Word for word, the listing below should be printed again.
[Opening INPUT section]
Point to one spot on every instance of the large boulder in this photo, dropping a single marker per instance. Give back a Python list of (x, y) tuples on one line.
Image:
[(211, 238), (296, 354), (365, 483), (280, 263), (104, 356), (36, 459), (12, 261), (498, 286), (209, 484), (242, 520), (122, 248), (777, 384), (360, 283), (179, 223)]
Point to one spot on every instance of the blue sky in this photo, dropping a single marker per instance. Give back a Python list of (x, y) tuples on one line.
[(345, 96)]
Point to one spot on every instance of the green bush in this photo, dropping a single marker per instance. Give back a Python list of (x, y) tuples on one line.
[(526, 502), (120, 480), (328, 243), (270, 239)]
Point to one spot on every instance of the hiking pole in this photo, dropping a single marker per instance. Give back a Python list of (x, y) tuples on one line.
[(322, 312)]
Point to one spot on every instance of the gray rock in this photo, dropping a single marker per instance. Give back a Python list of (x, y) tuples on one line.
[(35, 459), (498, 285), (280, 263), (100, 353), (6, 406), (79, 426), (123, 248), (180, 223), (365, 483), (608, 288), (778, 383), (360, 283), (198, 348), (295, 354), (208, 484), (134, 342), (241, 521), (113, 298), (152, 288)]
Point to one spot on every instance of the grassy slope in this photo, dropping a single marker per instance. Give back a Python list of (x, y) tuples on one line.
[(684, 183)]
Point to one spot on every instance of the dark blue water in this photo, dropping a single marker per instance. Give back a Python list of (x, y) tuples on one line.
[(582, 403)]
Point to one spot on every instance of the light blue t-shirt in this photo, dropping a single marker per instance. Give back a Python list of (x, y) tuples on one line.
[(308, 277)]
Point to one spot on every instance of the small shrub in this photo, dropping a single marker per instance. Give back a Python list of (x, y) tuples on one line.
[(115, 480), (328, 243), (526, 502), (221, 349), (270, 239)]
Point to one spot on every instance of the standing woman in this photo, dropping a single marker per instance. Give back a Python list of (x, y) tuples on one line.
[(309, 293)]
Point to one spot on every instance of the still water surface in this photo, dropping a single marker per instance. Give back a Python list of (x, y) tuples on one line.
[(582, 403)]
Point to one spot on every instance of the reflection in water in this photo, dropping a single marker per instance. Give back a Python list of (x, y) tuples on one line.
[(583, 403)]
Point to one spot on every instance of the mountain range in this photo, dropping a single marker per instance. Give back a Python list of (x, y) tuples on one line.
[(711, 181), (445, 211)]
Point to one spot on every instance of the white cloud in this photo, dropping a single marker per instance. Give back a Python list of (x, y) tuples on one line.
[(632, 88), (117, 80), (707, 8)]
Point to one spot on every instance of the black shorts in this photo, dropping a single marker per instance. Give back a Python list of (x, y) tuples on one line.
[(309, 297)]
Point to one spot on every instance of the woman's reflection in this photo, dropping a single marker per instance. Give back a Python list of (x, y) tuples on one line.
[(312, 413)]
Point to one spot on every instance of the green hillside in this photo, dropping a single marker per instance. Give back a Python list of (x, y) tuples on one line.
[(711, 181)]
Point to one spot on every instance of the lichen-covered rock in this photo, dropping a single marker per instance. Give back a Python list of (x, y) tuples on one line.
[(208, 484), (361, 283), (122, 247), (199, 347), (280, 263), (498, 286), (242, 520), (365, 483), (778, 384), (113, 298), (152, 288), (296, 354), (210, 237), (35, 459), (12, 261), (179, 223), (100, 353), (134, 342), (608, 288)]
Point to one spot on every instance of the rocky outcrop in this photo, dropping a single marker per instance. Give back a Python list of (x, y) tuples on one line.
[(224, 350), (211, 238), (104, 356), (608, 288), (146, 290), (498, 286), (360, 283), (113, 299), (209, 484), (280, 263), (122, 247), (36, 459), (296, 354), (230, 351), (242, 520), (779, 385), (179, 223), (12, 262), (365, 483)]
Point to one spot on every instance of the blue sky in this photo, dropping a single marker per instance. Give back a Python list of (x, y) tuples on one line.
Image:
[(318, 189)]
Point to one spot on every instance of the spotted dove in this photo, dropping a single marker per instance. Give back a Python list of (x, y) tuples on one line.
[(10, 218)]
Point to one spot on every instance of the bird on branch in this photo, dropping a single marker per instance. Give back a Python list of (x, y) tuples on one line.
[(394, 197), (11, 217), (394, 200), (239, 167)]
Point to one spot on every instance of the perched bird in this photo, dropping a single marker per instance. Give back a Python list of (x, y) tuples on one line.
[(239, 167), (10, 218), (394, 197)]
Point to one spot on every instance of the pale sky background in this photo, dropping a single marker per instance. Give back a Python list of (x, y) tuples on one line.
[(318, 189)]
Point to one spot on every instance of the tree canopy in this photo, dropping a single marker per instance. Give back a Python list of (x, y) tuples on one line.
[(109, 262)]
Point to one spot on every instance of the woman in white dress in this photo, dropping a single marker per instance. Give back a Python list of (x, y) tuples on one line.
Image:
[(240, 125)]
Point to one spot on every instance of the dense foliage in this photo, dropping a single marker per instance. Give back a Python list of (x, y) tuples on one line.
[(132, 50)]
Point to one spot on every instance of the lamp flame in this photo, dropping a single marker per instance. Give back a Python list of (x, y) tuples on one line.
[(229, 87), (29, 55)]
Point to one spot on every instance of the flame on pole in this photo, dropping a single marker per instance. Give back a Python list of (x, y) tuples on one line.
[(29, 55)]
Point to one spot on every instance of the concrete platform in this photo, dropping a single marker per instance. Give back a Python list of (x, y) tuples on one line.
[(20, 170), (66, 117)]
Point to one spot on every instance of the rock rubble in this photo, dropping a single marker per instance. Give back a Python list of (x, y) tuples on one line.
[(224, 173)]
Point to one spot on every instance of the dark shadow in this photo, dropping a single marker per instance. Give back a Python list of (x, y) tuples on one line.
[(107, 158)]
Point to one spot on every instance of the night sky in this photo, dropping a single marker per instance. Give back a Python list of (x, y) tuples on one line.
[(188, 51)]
[Closing INPUT section]
SOLUTION BELOW
Point to one spot on every instance of the large boulder in this photo, dropping a single marker per instance. Give back a Python list of (x, y) tuples on one line.
Image:
[(211, 238), (296, 354), (365, 483), (280, 263), (104, 356), (36, 459), (12, 261), (498, 286), (209, 484), (242, 520), (122, 248), (777, 384), (360, 283), (179, 223)]
Point to one spot on every instance of the blue sky in this photo, dropping a single marker per instance. Give back a Python list of (x, y) tuples on one line.
[(345, 96)]
Point to one spot on every instance of the green bush in this photo, dropping a single marker per instance. Give back a Python list of (x, y) tuples on one line.
[(526, 502), (120, 480), (328, 243), (270, 239)]
Point to one spot on every instance of the hiking pole in this photo, dropping a single marker per instance. Give back a Python list of (x, y) tuples on one line.
[(322, 312)]
Point to one spot on every instance of the gray rock in this photo, dropping a single marker per instance. Give back a Python list of (x, y) tuples on one line.
[(35, 459), (498, 285), (280, 263), (100, 353), (6, 406), (79, 426), (123, 248), (180, 223), (365, 483), (608, 288), (778, 383), (360, 283), (198, 348), (295, 354), (208, 484), (134, 342), (241, 521), (113, 298), (152, 288)]
Point to one spot on every instance of the grassy slope in this photo, dropping a single marker per instance. Give back a Python list of (x, y) tuples on one line.
[(684, 183)]
Point to one spot on every instance of the dark blue water in this photo, dropping a single marker per instance. Give back a Python list of (x, y) tuples on one line.
[(582, 403)]
Point to one spot on every instance of the light blue t-shirt in this photo, dropping a single marker per instance. Give back a Python list of (x, y) tuples on one line.
[(308, 277)]
Point to one spot on every instance of the small shrub in this photo, dropping a single marker per instance. Give back a Python list of (x, y) tuples on one line.
[(115, 480), (328, 243), (526, 502), (221, 349), (270, 239)]
Point to one spot on every instance of the standing woman in this photo, dropping a single marker per instance. Give back a Python list of (x, y) tuples on one line.
[(309, 293)]
Point to one spot on every instance of the still water surface in this photo, dropping a single marker per instance. Give back a Python list of (x, y) tuples on one line.
[(582, 403)]
Point to one spot on every instance of the reflection in water in this photo, dropping a single marker per instance. Give back a Python list of (x, y) tuples on one line.
[(583, 403)]
Point to one spot on every instance of the mountain range in this photo, dropping a single marker per instance. Give back a Python list of (x, y) tuples on one line.
[(711, 181), (445, 211)]
Point to one spot on every instance of the white cloud in this photo, dropping a single marker per instance. Give back a Python list of (x, y) tuples on one line.
[(632, 88), (117, 80), (707, 8)]
Point to one spot on every instance of the black shorts in this photo, dropping a single marker per instance. Give back a Python list of (x, y) tuples on one line.
[(309, 297)]
Point to one spot on every instance of the woman's reflection in this photo, dropping a single marker per instance. Give back a Python list of (x, y) tuples on one line.
[(312, 413)]
Point to one spot on every instance of the green hillside in this photo, dropping a single marker per instance. Give back a Python list of (x, y) tuples on one line.
[(711, 181)]
Point to one spot on every instance of the lichen-covered rock in this photo, dropping a single marker per instance. Give back a Python list of (x, y) tuples on one line.
[(208, 484), (361, 283), (122, 247), (199, 347), (280, 263), (498, 286), (242, 520), (365, 483), (778, 384), (113, 298), (152, 288), (296, 354), (210, 237), (35, 459), (12, 261), (179, 223), (100, 353), (134, 342), (608, 288)]
Point to one spot on every instance of the rocky outcrop in this photo, dropping a single marker per instance. Give back a Python list of (x, y) tuples on one line.
[(224, 350), (211, 238), (104, 356), (608, 288), (146, 290), (498, 286), (360, 283), (113, 299), (209, 484), (280, 263), (122, 247), (36, 459), (296, 354), (230, 351), (242, 520), (779, 385), (179, 223), (12, 262), (365, 483)]
Point to one spot on every instance of the blue sky in this photo, dropping a single marker per instance. Give back a Python list of (x, y) tuples on one line.
Image:
[(318, 189)]
Point to one spot on every instance of the spotted dove in this photo, dropping a single marker per instance. Give back a Python list of (x, y) tuples on one line.
[(10, 218)]
Point to one spot on every instance of the bird on branch in this photo, dropping a single marker per instance. Give back a Python list of (x, y) tuples on one line.
[(394, 197), (11, 217), (394, 200), (239, 167)]
Point to one spot on every instance of the perched bird in this photo, dropping a single marker per instance. Give back a Python list of (x, y) tuples on one line.
[(239, 167), (10, 218), (394, 197)]
Point to one spot on every instance of the pale sky background in this photo, dropping a single marker per instance. Give back a Python list of (x, y) tuples on one line.
[(318, 189)]
Point to one spot on every instance of the tree canopy in this photo, dropping a single marker per instance. Give back a Python list of (x, y) tuples on one line.
[(109, 262)]
Point to one spot on every instance of the woman in white dress in this photo, dropping a single marker per instance. Give back a Python list of (x, y) tuples on one line.
Image:
[(240, 125)]
Point to one spot on every instance of the dense foliage in this photo, dropping a single marker per instance. Give back a Python list of (x, y) tuples on one line.
[(132, 50)]
Point to one spot on every instance of the lamp flame in this photo, dropping a single marker per instance. Give back a Python list of (x, y) tuples on one line.
[(229, 87), (29, 55)]
Point to one spot on every instance of the flame on pole in this photo, dropping a single marker per instance. Give back a Python list of (x, y) tuples on one line.
[(29, 55)]
Point to one spot on every instance of the concrete platform in this photo, dropping a single marker per instance. Give back a Python list of (x, y) tuples on one line.
[(20, 170), (66, 117)]
Point to one spot on every instance of the rock rubble in this photo, dropping a single marker per instance. Give back a Python list of (x, y) tuples on one line.
[(224, 173)]
Point to one spot on every instance of the dark shadow in this photo, dropping a single marker per instance. Give back a Python list of (x, y) tuples on one line.
[(107, 158)]
Point to one spot on every instance of the night sky in this photo, dropping a single marker per instance. Give back a Python list of (x, y) tuples on one line.
[(188, 51)]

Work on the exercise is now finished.